> [Requirements]: Please collect every line in the records below that contains the word "frame" and copy each of those lines in full.

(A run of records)
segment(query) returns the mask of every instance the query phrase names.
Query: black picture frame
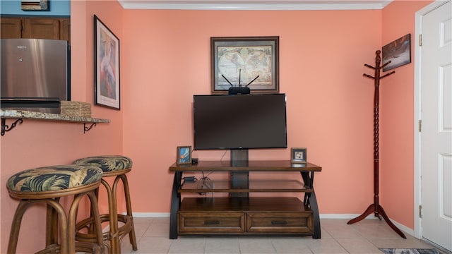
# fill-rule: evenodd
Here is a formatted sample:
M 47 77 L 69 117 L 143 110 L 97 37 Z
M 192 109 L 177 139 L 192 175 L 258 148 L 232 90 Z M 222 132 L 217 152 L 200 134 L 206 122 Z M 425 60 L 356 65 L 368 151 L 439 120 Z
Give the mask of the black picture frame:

> [Exercise answer]:
Query: black picture frame
Give the mask of the black picture frame:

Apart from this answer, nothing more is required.